GOAL –
Count the lines in the material below that contain the string "nose", with case counting, and give only that number.

(Dataset entries)
*****

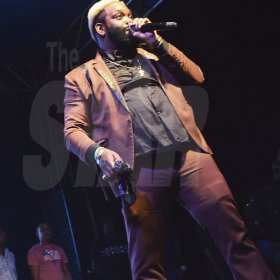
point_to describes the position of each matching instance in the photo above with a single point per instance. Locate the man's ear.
(100, 29)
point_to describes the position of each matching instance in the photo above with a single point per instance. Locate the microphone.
(159, 26)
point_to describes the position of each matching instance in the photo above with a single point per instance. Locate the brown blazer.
(98, 114)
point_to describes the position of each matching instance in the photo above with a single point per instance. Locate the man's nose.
(128, 20)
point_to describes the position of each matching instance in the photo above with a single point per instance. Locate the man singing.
(126, 104)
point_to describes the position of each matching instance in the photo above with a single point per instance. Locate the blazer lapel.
(105, 73)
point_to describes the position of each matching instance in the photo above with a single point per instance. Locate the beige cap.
(94, 11)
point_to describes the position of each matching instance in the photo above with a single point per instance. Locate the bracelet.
(97, 154)
(156, 43)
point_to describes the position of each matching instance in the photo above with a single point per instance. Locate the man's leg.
(208, 198)
(146, 223)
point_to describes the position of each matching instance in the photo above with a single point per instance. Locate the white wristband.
(97, 154)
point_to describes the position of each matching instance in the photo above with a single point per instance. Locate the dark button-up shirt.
(155, 122)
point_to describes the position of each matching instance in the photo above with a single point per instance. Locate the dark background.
(234, 42)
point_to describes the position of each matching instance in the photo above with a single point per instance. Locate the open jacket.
(96, 112)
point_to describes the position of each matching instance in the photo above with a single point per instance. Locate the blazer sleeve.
(77, 122)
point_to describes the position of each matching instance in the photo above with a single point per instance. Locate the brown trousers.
(195, 179)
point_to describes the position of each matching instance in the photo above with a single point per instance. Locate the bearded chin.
(122, 39)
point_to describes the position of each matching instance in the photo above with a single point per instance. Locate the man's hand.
(107, 163)
(145, 37)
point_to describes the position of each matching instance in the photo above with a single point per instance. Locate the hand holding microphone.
(145, 30)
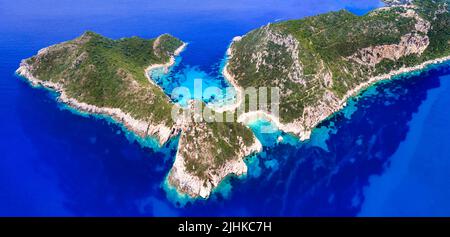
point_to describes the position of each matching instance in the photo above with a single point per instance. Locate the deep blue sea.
(386, 153)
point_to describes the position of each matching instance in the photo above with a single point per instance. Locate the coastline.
(296, 127)
(194, 187)
(141, 128)
(166, 66)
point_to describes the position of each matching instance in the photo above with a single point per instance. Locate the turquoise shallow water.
(378, 156)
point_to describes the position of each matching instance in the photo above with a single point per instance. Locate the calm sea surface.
(386, 153)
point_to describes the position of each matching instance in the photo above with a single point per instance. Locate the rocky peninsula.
(316, 62)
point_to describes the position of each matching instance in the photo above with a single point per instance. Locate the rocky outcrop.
(139, 127)
(187, 182)
(415, 42)
(289, 47)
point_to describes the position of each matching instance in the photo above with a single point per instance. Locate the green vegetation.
(323, 48)
(110, 73)
(208, 146)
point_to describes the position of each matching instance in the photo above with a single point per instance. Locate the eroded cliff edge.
(319, 62)
(98, 75)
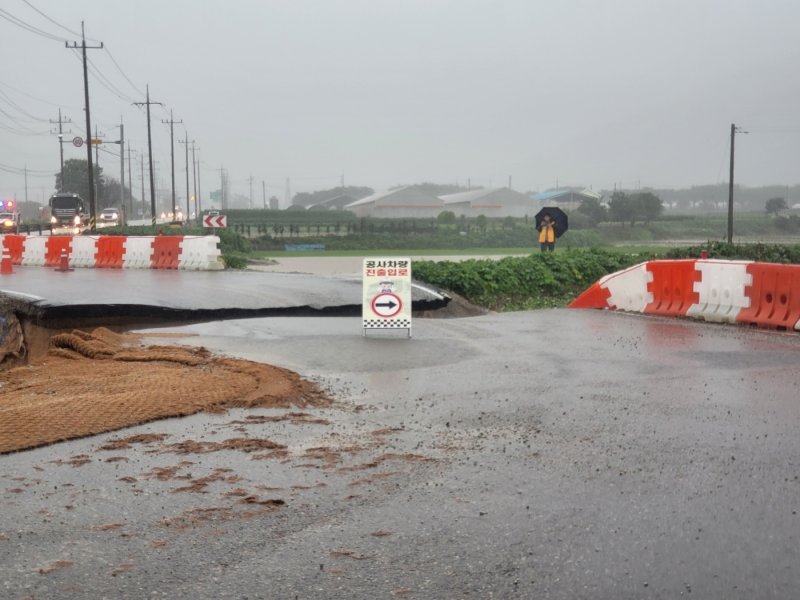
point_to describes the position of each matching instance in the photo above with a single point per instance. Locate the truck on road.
(68, 210)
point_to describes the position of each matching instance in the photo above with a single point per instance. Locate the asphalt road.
(545, 454)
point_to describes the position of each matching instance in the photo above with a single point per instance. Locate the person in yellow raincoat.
(547, 234)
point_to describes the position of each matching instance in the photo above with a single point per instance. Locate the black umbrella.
(558, 216)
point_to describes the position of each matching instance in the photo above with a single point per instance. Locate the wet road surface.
(544, 454)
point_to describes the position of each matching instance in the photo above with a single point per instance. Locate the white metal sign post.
(386, 294)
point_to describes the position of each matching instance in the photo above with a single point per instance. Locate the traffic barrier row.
(198, 253)
(760, 294)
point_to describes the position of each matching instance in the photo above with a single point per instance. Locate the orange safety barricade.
(54, 245)
(672, 287)
(774, 296)
(16, 247)
(595, 297)
(109, 251)
(166, 251)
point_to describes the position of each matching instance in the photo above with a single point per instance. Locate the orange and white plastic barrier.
(762, 294)
(199, 253)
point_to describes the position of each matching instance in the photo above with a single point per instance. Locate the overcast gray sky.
(386, 92)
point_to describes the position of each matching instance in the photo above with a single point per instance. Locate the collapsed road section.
(35, 298)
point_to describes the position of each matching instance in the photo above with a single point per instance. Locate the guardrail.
(303, 247)
(761, 294)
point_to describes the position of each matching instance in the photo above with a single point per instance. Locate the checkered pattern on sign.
(387, 323)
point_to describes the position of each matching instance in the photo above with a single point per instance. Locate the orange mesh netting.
(89, 383)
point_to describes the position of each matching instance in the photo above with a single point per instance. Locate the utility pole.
(185, 142)
(194, 181)
(172, 155)
(222, 188)
(96, 143)
(150, 152)
(144, 206)
(90, 167)
(122, 165)
(199, 192)
(130, 183)
(61, 133)
(734, 131)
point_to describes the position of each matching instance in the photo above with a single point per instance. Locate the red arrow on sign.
(215, 221)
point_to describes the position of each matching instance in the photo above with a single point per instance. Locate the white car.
(110, 215)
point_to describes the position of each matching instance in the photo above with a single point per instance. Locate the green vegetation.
(592, 248)
(540, 280)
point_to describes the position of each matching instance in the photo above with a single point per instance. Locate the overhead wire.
(54, 22)
(19, 91)
(28, 27)
(20, 109)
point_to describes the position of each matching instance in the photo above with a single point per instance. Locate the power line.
(28, 27)
(147, 103)
(133, 85)
(90, 170)
(11, 87)
(51, 20)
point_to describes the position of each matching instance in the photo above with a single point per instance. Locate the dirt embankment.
(89, 383)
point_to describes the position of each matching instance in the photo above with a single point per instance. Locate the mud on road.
(92, 382)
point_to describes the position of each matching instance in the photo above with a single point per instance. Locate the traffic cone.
(63, 263)
(6, 268)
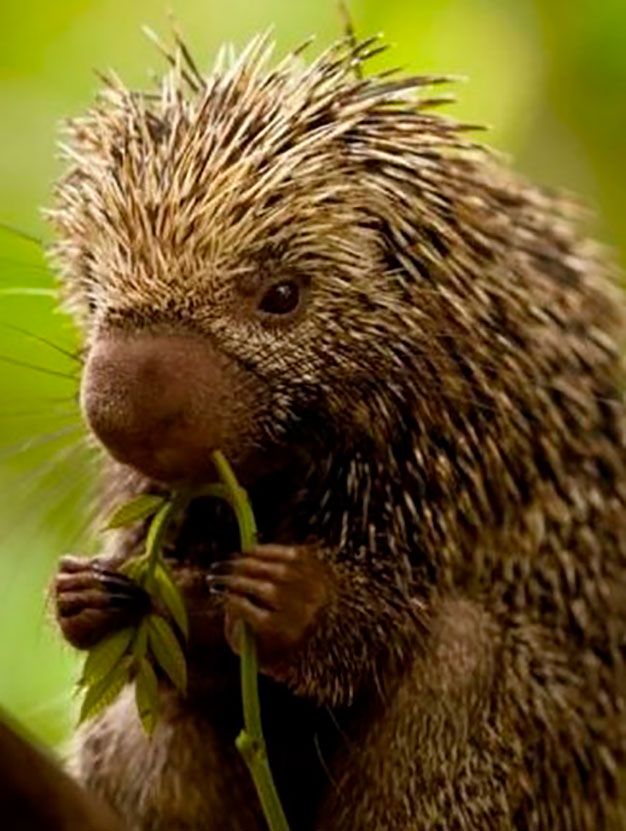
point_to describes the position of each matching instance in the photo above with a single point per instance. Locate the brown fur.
(451, 402)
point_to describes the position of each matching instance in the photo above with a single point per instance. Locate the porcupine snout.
(161, 402)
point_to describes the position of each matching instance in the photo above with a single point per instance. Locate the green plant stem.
(158, 527)
(250, 742)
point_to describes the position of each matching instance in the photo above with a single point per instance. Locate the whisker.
(36, 368)
(46, 341)
(39, 413)
(33, 442)
(12, 261)
(25, 235)
(27, 291)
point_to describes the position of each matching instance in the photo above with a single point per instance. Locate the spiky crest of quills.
(481, 446)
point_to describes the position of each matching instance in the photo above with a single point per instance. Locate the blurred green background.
(548, 77)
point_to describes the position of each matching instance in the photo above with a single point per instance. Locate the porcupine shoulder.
(412, 359)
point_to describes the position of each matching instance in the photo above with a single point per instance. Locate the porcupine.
(412, 359)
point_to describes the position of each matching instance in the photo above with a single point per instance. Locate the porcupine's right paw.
(92, 599)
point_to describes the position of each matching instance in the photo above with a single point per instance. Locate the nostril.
(129, 394)
(154, 401)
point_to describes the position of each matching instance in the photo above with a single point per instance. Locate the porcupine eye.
(281, 298)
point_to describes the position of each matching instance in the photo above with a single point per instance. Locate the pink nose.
(154, 401)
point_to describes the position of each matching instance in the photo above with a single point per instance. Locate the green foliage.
(548, 76)
(141, 507)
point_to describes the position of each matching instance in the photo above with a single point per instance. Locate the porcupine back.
(480, 324)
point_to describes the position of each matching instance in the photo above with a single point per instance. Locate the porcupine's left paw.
(278, 590)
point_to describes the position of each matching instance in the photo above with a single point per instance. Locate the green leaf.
(171, 597)
(141, 507)
(140, 645)
(135, 568)
(147, 695)
(104, 692)
(167, 651)
(104, 656)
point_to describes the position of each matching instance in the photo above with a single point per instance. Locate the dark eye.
(281, 298)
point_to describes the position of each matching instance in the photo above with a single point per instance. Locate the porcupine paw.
(278, 590)
(93, 599)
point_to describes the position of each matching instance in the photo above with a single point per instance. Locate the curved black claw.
(92, 600)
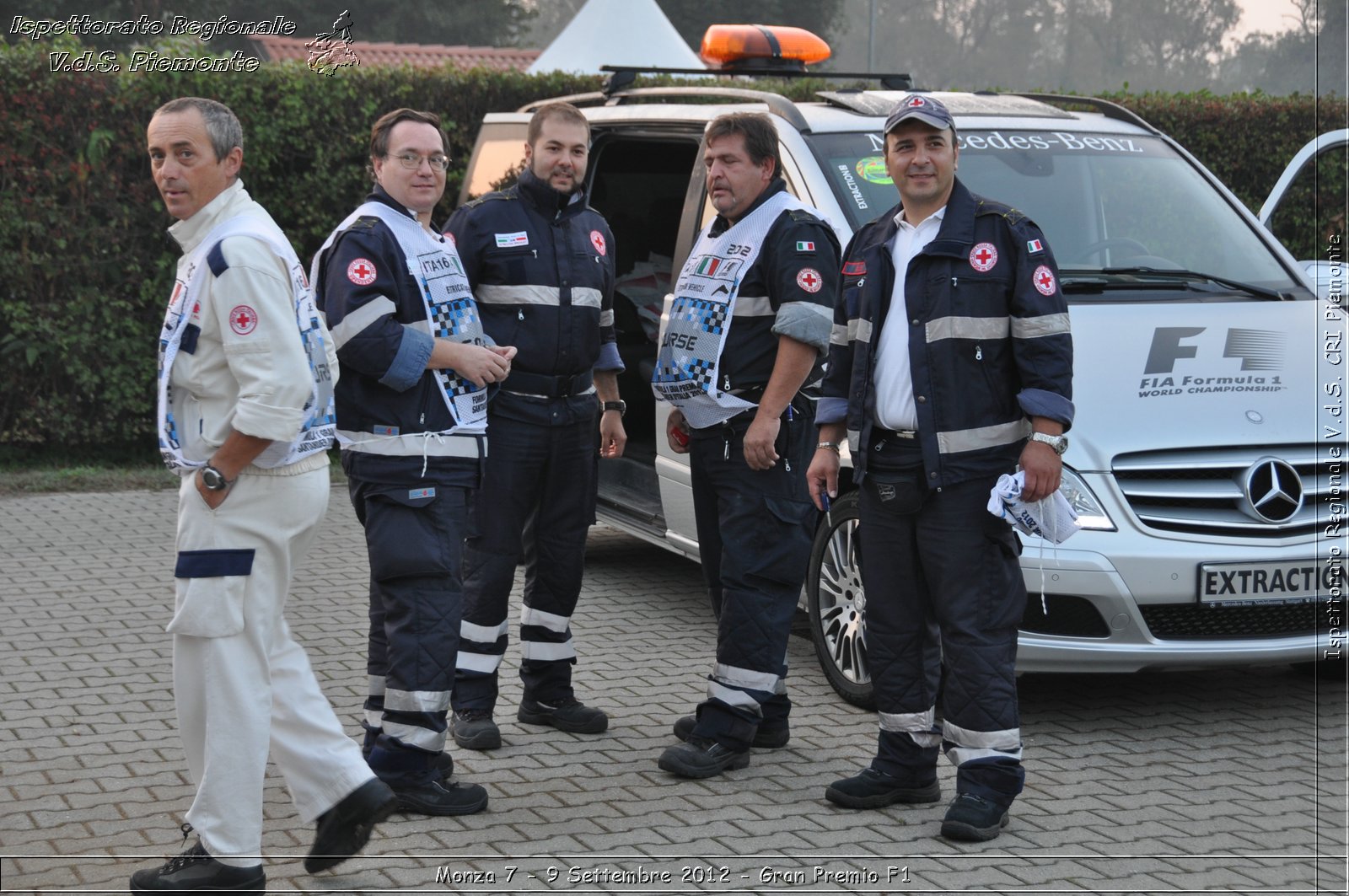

*****

ANSWER TO THIS EXERCISE –
2